** EXERCISE OBJECTIVE **
Reproduce every line of the records below verbatim, omitting the pictures.

** TASK INPUTS **
++++
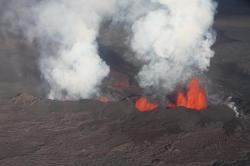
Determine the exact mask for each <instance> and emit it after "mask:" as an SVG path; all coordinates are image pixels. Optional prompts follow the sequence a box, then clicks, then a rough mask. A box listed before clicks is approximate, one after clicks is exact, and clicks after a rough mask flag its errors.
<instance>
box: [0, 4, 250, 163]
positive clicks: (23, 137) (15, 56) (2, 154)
mask: <svg viewBox="0 0 250 166" xmlns="http://www.w3.org/2000/svg"><path fill="white" fill-rule="evenodd" d="M0 13H1V12H0ZM0 23H1V20H0ZM1 26H2V25H1ZM214 28H215V29H216V31H217V34H218V38H217V42H216V43H215V45H214V46H213V49H214V50H215V57H214V58H213V59H212V63H211V67H210V70H209V71H208V72H207V73H205V79H206V80H207V90H208V94H209V101H210V104H209V108H208V109H207V110H205V111H202V112H197V111H193V110H187V109H183V108H178V109H166V108H165V106H161V107H160V108H158V109H157V110H156V111H153V112H147V113H141V112H138V111H137V110H136V108H135V107H134V103H135V99H137V97H138V96H139V95H140V94H141V90H140V89H139V88H138V87H137V85H136V83H135V82H134V80H131V78H130V76H131V75H133V73H136V68H133V66H129V64H126V62H124V61H123V60H122V59H121V58H119V54H121V53H122V52H123V51H124V50H126V48H124V46H123V45H122V44H120V42H119V41H116V40H118V39H120V37H117V35H123V32H121V33H120V32H119V31H117V32H114V33H111V32H110V29H108V28H105V26H104V28H103V29H102V30H101V32H102V33H101V37H100V39H99V42H100V45H101V48H100V52H101V55H102V56H103V58H104V59H105V61H107V63H109V64H110V65H111V67H112V76H113V77H111V78H112V79H115V78H117V79H119V80H125V81H123V82H122V83H119V82H118V83H116V84H115V85H116V86H117V87H119V88H122V87H126V86H128V84H129V88H128V89H127V90H126V91H119V92H115V94H112V95H113V96H115V97H117V100H116V101H114V102H110V103H102V102H100V101H97V100H81V101H75V102H70V101H64V102H59V101H51V100H47V99H46V91H44V89H46V88H47V87H46V86H47V85H46V84H44V81H43V80H42V78H41V76H40V72H39V69H38V57H39V53H38V52H37V51H36V48H35V47H33V46H30V45H29V44H27V43H25V42H24V41H23V40H21V39H19V38H18V37H17V36H11V35H8V36H6V34H1V27H0V34H1V40H0V165H1V166H34V165H36V166H52V165H53V166H54V165H56V166H128V165H129V166H152V165H157V166H165V165H168V166H183V165H184V166H249V165H250V143H249V142H250V4H249V1H247V0H219V8H218V14H217V16H216V21H215V24H214ZM118 29H119V27H118ZM116 33H117V34H116ZM111 34H113V36H111ZM110 40H113V41H112V42H111V41H110ZM111 43H117V45H111ZM112 79H110V80H107V81H112ZM124 82H125V84H124ZM225 101H226V102H225ZM229 103H231V104H233V106H232V105H229ZM230 106H231V108H230ZM234 108H236V110H237V111H235V110H233V109H234ZM237 113H238V114H237Z"/></svg>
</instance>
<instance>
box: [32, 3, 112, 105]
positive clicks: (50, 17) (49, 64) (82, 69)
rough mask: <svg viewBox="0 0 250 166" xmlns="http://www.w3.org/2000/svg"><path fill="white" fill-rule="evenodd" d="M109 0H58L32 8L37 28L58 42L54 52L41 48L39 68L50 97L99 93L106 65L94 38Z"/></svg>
mask: <svg viewBox="0 0 250 166" xmlns="http://www.w3.org/2000/svg"><path fill="white" fill-rule="evenodd" d="M112 7H113V1H112V0H104V1H99V0H92V1H88V0H77V1H68V0H57V1H46V2H45V3H41V5H39V6H37V8H36V9H35V13H37V15H38V18H36V19H35V20H36V27H35V29H36V32H38V33H40V35H41V36H43V35H45V36H47V37H48V39H49V40H52V41H56V42H58V50H56V52H55V55H52V56H48V52H47V51H44V52H43V53H44V55H43V58H42V60H41V71H42V73H43V75H44V77H45V79H46V80H47V81H48V83H49V85H50V88H51V89H50V93H49V98H51V99H63V100H65V99H70V100H72V99H80V98H89V97H93V96H94V95H97V94H98V90H99V89H98V88H99V85H100V84H101V81H102V80H103V78H104V77H106V76H107V75H108V73H109V67H108V66H107V65H106V63H105V62H103V61H102V60H101V58H100V57H99V55H98V51H97V43H96V38H97V35H98V31H99V25H100V22H101V21H102V19H103V17H104V16H107V15H109V14H111V13H110V12H111V11H113V8H112Z"/></svg>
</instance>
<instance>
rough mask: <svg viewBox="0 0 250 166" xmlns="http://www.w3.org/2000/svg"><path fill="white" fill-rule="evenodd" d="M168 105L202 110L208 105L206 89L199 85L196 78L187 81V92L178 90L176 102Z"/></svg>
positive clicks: (206, 107) (207, 105)
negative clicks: (184, 93)
mask: <svg viewBox="0 0 250 166" xmlns="http://www.w3.org/2000/svg"><path fill="white" fill-rule="evenodd" d="M170 107H172V108H173V107H185V108H189V109H194V110H204V109H206V108H207V107H208V104H207V94H206V90H205V89H204V88H203V87H201V86H200V84H199V80H198V79H192V80H191V81H190V83H189V86H188V90H187V94H186V95H185V94H184V92H183V91H182V90H179V91H178V94H177V99H176V104H171V105H170Z"/></svg>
++++
** TASK OUTPUT **
Determine the exact mask for each <instance> and emit it after "mask:" as an SVG path; all coordinates are image pixels. Optional prompts follow the sequence a box, then clicks, then a rough mask. A box listed before clicks is approximate, one after clicks is exact, and clicks after a rough mask flag its errors.
<instance>
box: [0, 4, 250, 163]
positive clicks: (23, 137) (15, 56) (2, 154)
mask: <svg viewBox="0 0 250 166" xmlns="http://www.w3.org/2000/svg"><path fill="white" fill-rule="evenodd" d="M0 13H1V12H0ZM0 23H1V20H0ZM1 26H2V25H1ZM214 28H215V29H216V31H217V34H218V38H217V42H216V43H215V45H214V46H213V49H214V50H215V57H214V58H213V59H212V63H211V67H210V70H209V71H208V72H207V73H205V79H206V80H207V90H208V94H209V101H210V104H209V108H208V109H207V110H205V111H202V112H197V111H193V110H187V109H183V108H178V109H166V108H165V106H161V107H160V108H158V109H157V110H156V111H153V112H147V113H141V112H138V111H137V110H136V108H135V107H134V103H135V99H137V97H138V96H139V95H140V94H141V90H140V89H139V88H138V87H137V85H136V83H135V82H134V80H131V78H130V76H131V75H133V73H136V68H133V66H129V64H126V62H124V61H123V60H122V59H121V58H119V54H121V53H122V52H123V51H124V50H126V48H124V46H123V45H122V44H120V42H119V41H116V40H118V39H120V37H117V35H123V32H121V33H120V32H119V31H117V32H114V33H111V32H110V29H108V28H105V26H104V28H103V29H102V30H101V32H102V33H101V37H100V39H99V42H100V45H101V48H100V52H101V55H102V56H103V58H104V59H105V61H107V63H109V64H110V65H111V67H112V76H113V77H111V78H112V79H115V78H117V79H119V80H125V81H123V82H122V83H119V82H118V83H116V84H115V85H116V86H117V87H119V88H122V87H126V86H128V84H129V88H128V89H127V90H126V91H119V92H115V94H112V95H113V96H115V97H117V100H116V101H114V102H110V103H102V102H100V101H97V100H81V101H75V102H70V101H64V102H59V101H51V100H47V99H46V91H44V89H46V88H47V87H46V86H47V85H46V84H44V81H43V80H42V78H41V76H40V72H39V69H38V57H39V53H38V52H37V51H36V48H35V47H33V46H30V45H29V44H27V43H25V42H24V41H23V40H21V39H19V38H18V37H17V36H11V35H8V36H6V34H1V27H0V34H1V40H0V165H1V166H34V165H36V166H52V165H53V166H54V165H56V166H128V165H129V166H152V165H157V166H165V165H168V166H183V165H184V166H249V165H250V143H249V142H250V4H249V1H247V0H219V8H218V14H217V16H216V21H215V24H214ZM118 29H119V27H118ZM116 33H117V34H116ZM111 34H113V36H111ZM110 40H113V41H112V42H111V41H110ZM111 43H117V45H111ZM112 79H110V80H107V81H112ZM124 82H125V84H124ZM225 101H226V102H225ZM229 103H231V104H233V106H232V105H229ZM230 106H231V108H230ZM234 108H236V110H237V111H235V110H233V109H234ZM237 113H238V114H237Z"/></svg>
</instance>
<instance>
box: [32, 3, 112, 105]
positive clicks: (50, 17) (49, 64) (82, 69)
rough mask: <svg viewBox="0 0 250 166" xmlns="http://www.w3.org/2000/svg"><path fill="white" fill-rule="evenodd" d="M109 0H58L32 8L37 28L58 42L54 52L41 48L39 68L50 97L99 93L106 65L94 38Z"/></svg>
mask: <svg viewBox="0 0 250 166" xmlns="http://www.w3.org/2000/svg"><path fill="white" fill-rule="evenodd" d="M112 7H113V1H112V0H104V1H99V0H92V1H88V0H77V1H68V0H57V1H46V2H45V3H41V5H39V6H37V8H36V9H35V13H37V15H38V18H36V19H35V20H36V27H35V29H36V32H38V33H40V35H41V36H43V35H45V36H47V37H48V39H49V40H52V41H56V42H58V50H56V52H55V55H52V56H48V52H47V51H44V52H43V53H44V55H43V58H42V60H41V71H42V73H43V75H44V77H45V79H46V80H47V81H48V83H49V85H50V88H51V89H50V93H49V98H51V99H63V100H65V99H70V100H72V99H80V98H89V97H93V96H94V95H97V94H98V90H99V89H98V88H99V85H100V84H101V81H102V80H103V78H104V77H106V76H107V75H108V73H109V67H108V66H107V65H106V63H105V62H103V61H102V60H101V58H100V57H99V55H98V51H97V43H96V38H97V35H98V31H99V25H100V22H101V21H102V19H103V17H104V16H107V15H109V14H111V13H110V12H111V11H113V8H112Z"/></svg>
</instance>
<instance>
rough mask: <svg viewBox="0 0 250 166" xmlns="http://www.w3.org/2000/svg"><path fill="white" fill-rule="evenodd" d="M168 105L202 110L208 105L206 89L199 85L196 78L187 81V92L178 90L176 102Z"/></svg>
positive clicks: (206, 107) (207, 105)
negative clicks: (184, 93)
mask: <svg viewBox="0 0 250 166" xmlns="http://www.w3.org/2000/svg"><path fill="white" fill-rule="evenodd" d="M170 107H172V108H173V107H185V108H189V109H194V110H204V109H206V108H207V107H208V104H207V94H206V90H205V89H204V88H203V87H201V86H200V84H199V80H198V79H192V80H191V81H190V83H189V86H188V90H187V94H186V95H185V94H184V92H183V91H182V90H179V91H178V94H177V99H176V104H171V105H170Z"/></svg>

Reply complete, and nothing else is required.